— TASK 1 —
According to the investment passage, roughly what share of the art market's annual investment comes from China?

====== DOCUMENT SEGMENT ======

On the whole the value of various classic cars comes down to their rarity value although at this point in time there is renewed demand because of the state of worldwide stock markets. An investment in classic cars is in theory a long-term investment because these assets may be very difficult to liquidate at an acceptable price at short notice. Therefore, if you are looking to invest in classic cars, whether an enthusiast or investor, you should probably look on these assets as long-term investments as opposed to potentially short-term cash cows. There is also some debate as to whether these markets will be as popular as and when stock markets returned to favour but that is another debate for another day.
As with many of the more provincial investment sectors outside of the traditional stock market and property sectors, there has been renewed interest in art in light of the ongoing worldwide economic difficulties. While some may see the art market as something of a niche market it is worth mentioning that the market itself is worth around US$100 billion per annum with around 30% of this investment coming from China. When you take into account the fact that China is currently enjoying economic growth which few other countries in the world can even dream of at this point perhaps it is not surprising to see investor enthusiasm.
If you’re looking to invest in the art market, again whether as an enthusiast or investor, you do need to be fully aware of the peaks and troughs the sector can and does experience together with how fashions and trends can impact prices very quickly. As a consequence it is highly advisable to take professional financial advice before committing yourself to a significant investment and indeed it is worth considering what percentage of your overall investment portfolio should go to this arena.
Stocks and shares (8.82%)
It is a shock to see stocks and shares so far down the list of potential investment opportunities for expats living in Australia when you bear in mind they are the basis of each and every economy around the world. Local stock markets not only offer investors the chance to trade their investments but also offer companies and governments the opportunity to raise funds direct from investors. However, if you take into account the current economic climate around the world and the impact this has had on each and every stock market then perhaps it is a little less surprising to see investors withdrawing from this particular arena in the short term.
In the longer term, as economies begin to stabilise and grow, it is highly likely that we will see a return to more traditional stocks and shares investments as stock markets move back into favour. The very fact there is a significant number of worldwide investors currently licking their wounds with large investment losses has perhaps not helped investor sentiment although human nature often leads us to the overly pessimistic in times of trouble and overly optimistic in times of growth. At this moment in time it is difficult to say when stock markets will return to favour but the very fact they are the focal point of every economy around the world means that at some point they will rise again.
Fine wine (0%)
The fine wines market attracted no votes from expats living in Australia which is perhaps a little surprising when you bear in mind the country’s reputation in the fine wines market. This is a market which continues to grow, attracting investors from Asia, Russia, Europe, South America and India to name but a few. It is also one of the more provincial investment markets which has benefited not only from genuine investor demand but also a flight to “perceived safe investments” by investors who have had their fingers burnt on the stock market.
It would be interesting to see why fine wines have attracted so little interest in Australia when you bear in mind the increased exposure across Europe and across the world. It may well be the fact that this is again a specialised market where you need to take professional advice to give yourself the best chance of making money. It may also be that some investors believe you have to physically buy fine wines when in reality you can buy a share of pooled investment funds which will invest across a whole range of fine wines on your behalf. These units are more liquid than the fine wine investments themselves if you pardon the pun.

====== RECORDS TO USE ======

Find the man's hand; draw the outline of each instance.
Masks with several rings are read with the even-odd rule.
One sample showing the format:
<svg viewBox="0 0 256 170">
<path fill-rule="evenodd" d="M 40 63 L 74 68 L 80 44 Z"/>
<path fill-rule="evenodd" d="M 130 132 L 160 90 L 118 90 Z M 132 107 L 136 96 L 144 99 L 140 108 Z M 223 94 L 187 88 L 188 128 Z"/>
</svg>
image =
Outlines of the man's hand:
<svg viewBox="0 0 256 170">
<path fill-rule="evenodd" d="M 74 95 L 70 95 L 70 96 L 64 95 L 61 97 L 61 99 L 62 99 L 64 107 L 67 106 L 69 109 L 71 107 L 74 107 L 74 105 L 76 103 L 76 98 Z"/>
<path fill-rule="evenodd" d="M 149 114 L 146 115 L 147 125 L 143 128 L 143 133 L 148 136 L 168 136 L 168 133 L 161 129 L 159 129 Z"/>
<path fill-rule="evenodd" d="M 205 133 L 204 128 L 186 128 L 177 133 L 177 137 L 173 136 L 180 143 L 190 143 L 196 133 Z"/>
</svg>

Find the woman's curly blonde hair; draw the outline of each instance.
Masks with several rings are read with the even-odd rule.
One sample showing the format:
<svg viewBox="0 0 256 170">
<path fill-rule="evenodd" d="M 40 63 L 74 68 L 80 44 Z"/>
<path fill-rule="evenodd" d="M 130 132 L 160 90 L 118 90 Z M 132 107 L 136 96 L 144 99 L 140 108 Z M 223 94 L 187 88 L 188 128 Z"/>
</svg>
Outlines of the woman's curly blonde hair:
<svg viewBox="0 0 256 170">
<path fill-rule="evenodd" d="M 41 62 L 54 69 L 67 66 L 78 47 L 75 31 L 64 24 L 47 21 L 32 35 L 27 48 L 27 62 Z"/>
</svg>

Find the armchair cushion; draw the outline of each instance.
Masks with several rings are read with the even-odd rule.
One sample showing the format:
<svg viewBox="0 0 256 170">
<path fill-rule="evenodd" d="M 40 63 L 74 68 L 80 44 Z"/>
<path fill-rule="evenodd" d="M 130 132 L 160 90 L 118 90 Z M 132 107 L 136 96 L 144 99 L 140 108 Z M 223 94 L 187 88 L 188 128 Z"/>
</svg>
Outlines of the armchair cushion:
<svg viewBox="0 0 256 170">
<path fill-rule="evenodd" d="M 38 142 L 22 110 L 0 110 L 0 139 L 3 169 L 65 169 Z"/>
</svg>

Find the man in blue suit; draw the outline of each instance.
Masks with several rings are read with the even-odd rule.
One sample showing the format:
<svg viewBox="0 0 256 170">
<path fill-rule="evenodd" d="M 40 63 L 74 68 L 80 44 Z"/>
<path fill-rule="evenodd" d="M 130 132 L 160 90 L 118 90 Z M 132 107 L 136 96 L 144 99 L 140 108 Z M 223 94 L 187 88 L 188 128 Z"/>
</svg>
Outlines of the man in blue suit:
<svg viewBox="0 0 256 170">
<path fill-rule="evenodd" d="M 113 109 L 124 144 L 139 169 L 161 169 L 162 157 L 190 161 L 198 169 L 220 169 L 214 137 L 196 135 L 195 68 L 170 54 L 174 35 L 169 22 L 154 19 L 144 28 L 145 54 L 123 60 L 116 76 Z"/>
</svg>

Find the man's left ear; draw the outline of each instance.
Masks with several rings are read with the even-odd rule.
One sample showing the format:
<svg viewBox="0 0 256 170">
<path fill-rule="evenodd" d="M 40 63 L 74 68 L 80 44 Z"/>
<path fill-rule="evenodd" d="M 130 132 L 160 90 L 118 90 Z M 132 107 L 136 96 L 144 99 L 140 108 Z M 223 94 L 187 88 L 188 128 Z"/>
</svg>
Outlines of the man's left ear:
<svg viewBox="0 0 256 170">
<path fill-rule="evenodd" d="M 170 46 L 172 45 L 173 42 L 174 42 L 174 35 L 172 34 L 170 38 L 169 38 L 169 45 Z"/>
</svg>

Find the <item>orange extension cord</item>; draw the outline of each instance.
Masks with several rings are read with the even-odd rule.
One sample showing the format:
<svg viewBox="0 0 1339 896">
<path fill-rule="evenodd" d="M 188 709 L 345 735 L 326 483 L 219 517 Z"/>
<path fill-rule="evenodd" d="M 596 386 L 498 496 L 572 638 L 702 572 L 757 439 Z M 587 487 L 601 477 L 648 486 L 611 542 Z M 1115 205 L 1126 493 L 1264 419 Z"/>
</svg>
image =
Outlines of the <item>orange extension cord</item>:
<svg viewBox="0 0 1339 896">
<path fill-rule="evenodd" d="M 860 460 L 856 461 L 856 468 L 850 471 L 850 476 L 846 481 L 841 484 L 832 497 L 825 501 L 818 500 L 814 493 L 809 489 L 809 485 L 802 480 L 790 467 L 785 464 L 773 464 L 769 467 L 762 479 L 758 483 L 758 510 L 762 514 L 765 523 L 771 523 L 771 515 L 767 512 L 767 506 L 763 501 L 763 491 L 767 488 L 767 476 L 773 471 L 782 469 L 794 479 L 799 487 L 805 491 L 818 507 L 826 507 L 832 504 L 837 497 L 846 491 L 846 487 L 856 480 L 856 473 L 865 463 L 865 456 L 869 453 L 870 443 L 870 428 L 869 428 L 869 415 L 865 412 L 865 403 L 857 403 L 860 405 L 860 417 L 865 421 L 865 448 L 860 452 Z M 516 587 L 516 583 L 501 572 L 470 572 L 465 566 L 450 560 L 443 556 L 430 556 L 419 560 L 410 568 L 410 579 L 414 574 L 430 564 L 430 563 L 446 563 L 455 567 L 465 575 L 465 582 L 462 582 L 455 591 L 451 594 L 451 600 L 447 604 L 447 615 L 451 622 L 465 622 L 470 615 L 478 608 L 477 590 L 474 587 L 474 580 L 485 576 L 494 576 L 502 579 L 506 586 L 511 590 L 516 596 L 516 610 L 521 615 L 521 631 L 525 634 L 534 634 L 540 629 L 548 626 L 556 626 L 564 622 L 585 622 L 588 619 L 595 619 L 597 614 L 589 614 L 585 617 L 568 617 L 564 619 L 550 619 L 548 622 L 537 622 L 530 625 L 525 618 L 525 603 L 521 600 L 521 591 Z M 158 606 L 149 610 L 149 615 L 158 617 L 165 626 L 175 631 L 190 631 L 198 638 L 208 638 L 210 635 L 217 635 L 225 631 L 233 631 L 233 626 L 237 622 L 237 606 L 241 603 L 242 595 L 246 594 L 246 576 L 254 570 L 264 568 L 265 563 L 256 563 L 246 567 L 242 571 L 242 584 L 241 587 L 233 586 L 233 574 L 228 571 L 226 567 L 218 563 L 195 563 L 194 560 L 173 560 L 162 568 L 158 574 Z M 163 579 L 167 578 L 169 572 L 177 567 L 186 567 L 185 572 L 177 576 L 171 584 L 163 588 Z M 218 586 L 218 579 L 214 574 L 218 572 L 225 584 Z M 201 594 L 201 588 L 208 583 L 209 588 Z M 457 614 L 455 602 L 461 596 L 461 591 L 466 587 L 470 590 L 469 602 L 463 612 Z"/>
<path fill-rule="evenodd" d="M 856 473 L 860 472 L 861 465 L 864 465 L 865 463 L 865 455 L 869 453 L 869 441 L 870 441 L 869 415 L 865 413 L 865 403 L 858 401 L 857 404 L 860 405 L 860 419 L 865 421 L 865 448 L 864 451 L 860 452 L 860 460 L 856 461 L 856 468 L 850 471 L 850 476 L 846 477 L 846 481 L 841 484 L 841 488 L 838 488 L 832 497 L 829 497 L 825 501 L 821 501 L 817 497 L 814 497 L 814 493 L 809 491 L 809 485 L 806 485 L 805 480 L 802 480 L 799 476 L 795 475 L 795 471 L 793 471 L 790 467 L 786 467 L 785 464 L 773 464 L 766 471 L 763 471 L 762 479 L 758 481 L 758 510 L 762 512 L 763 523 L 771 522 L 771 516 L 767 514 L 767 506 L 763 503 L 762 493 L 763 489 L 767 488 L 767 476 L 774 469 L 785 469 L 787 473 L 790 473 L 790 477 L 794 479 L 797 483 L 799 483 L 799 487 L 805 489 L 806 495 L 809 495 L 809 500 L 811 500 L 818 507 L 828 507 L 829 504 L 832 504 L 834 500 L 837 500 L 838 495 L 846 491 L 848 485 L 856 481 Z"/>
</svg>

======

— TASK 2 —
From the listing, write out verbatim the lines from the line containing "Find the armchair" through the line containing "Outlines of the armchair", including both of those lines.

— COMPLETE ANSWER 1 —
Around 30%.

— COMPLETE ANSWER 2 —
Find the armchair cushion; draw the outline of each instance.
Masks with several rings are read with the even-odd rule.
One sample showing the format:
<svg viewBox="0 0 256 170">
<path fill-rule="evenodd" d="M 40 63 L 74 68 L 80 44 Z"/>
<path fill-rule="evenodd" d="M 130 132 L 160 90 L 118 90 Z M 132 107 L 136 96 L 144 99 L 140 108 Z M 223 94 L 187 88 L 188 128 Z"/>
</svg>
Outlines of the armchair cushion:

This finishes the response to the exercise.